** begin Supplied data **
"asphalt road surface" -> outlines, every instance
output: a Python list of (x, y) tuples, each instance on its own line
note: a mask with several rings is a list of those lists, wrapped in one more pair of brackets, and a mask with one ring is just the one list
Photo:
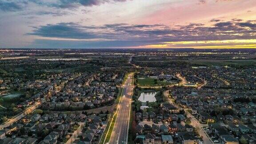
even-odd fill
[(127, 144), (126, 141), (131, 97), (133, 88), (133, 74), (129, 75), (123, 85), (123, 96), (118, 105), (119, 110), (109, 144)]

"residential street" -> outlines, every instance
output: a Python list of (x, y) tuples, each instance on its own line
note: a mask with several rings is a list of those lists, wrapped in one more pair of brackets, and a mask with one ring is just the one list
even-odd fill
[[(172, 104), (172, 105), (174, 106), (176, 108), (180, 109), (183, 109), (182, 108), (180, 108), (178, 105), (174, 103), (172, 101), (171, 99), (169, 98), (168, 97), (168, 92), (169, 91), (166, 91), (164, 93), (164, 96), (167, 98), (167, 100), (168, 100), (168, 101), (170, 104)], [(207, 124), (201, 124), (196, 120), (196, 119), (194, 117), (194, 116), (192, 116), (189, 112), (188, 112), (185, 109), (184, 109), (185, 111), (186, 112), (186, 114), (187, 116), (188, 116), (188, 117), (191, 117), (190, 120), (191, 121), (191, 123), (190, 125), (192, 125), (195, 128), (198, 128), (198, 132), (200, 136), (203, 136), (203, 140), (204, 140), (204, 144), (212, 144), (213, 143), (212, 140), (210, 138), (207, 136), (207, 134), (206, 134), (206, 132), (204, 131), (204, 129), (202, 128), (203, 126), (207, 126)]]

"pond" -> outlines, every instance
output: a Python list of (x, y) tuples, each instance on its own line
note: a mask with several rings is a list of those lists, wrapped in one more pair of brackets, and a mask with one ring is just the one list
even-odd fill
[(140, 94), (140, 96), (138, 100), (142, 102), (154, 102), (156, 101), (156, 99), (155, 97), (155, 96), (156, 94), (156, 92), (142, 92)]

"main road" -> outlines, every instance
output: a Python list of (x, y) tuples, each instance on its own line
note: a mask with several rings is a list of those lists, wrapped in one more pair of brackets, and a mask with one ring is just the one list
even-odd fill
[(109, 144), (127, 144), (131, 98), (133, 89), (133, 73), (129, 74), (123, 87), (124, 91)]

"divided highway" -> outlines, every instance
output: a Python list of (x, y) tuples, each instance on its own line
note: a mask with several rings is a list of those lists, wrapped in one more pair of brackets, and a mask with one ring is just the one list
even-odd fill
[(124, 92), (118, 107), (118, 112), (109, 144), (127, 144), (130, 119), (131, 98), (133, 89), (133, 73), (128, 76), (123, 86)]

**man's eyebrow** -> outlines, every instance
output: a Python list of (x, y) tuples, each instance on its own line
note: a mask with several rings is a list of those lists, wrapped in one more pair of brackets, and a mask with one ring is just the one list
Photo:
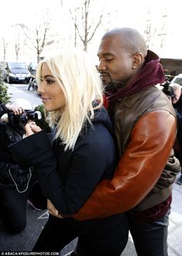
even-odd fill
[[(44, 79), (46, 79), (47, 77), (50, 77), (52, 79), (54, 79), (54, 77), (52, 75), (46, 75), (43, 76)], [(43, 75), (41, 75), (41, 78), (43, 78)]]
[[(99, 57), (99, 54), (98, 54), (98, 56)], [(102, 54), (102, 56), (104, 56), (104, 57), (114, 56), (114, 54), (111, 52), (105, 52), (105, 53)]]

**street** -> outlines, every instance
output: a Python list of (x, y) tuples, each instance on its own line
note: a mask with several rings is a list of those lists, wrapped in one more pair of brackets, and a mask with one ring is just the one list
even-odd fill
[[(22, 100), (27, 100), (33, 107), (41, 103), (41, 99), (38, 96), (36, 91), (28, 91), (27, 84), (8, 84), (8, 87), (9, 93), (12, 96), (12, 103), (17, 99), (21, 99)], [(39, 233), (46, 223), (47, 218), (47, 211), (36, 211), (30, 205), (27, 205), (27, 226), (22, 233), (15, 235), (9, 234), (3, 229), (0, 223), (0, 251), (31, 251)], [(181, 238), (182, 186), (174, 183), (168, 234), (169, 256), (182, 256)], [(74, 240), (60, 251), (60, 255), (63, 256), (65, 253), (73, 250), (75, 244), (76, 240)], [(122, 255), (136, 256), (131, 236), (129, 236), (127, 246)]]
[[(7, 84), (8, 92), (12, 97), (12, 103), (21, 103), (22, 105), (25, 103), (25, 100), (28, 100), (31, 103), (32, 107), (33, 108), (36, 105), (41, 104), (42, 100), (39, 97), (36, 89), (30, 89), (28, 91), (28, 84)], [(26, 108), (26, 106), (22, 106), (24, 108)]]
** end Supplied data **
Exercise task:
Pull out every line of the records that contains the string "road" and copy each one in full.

Solved problem:
"asphalt road surface" -> outlines, every instance
"main road" -> outlines, every instance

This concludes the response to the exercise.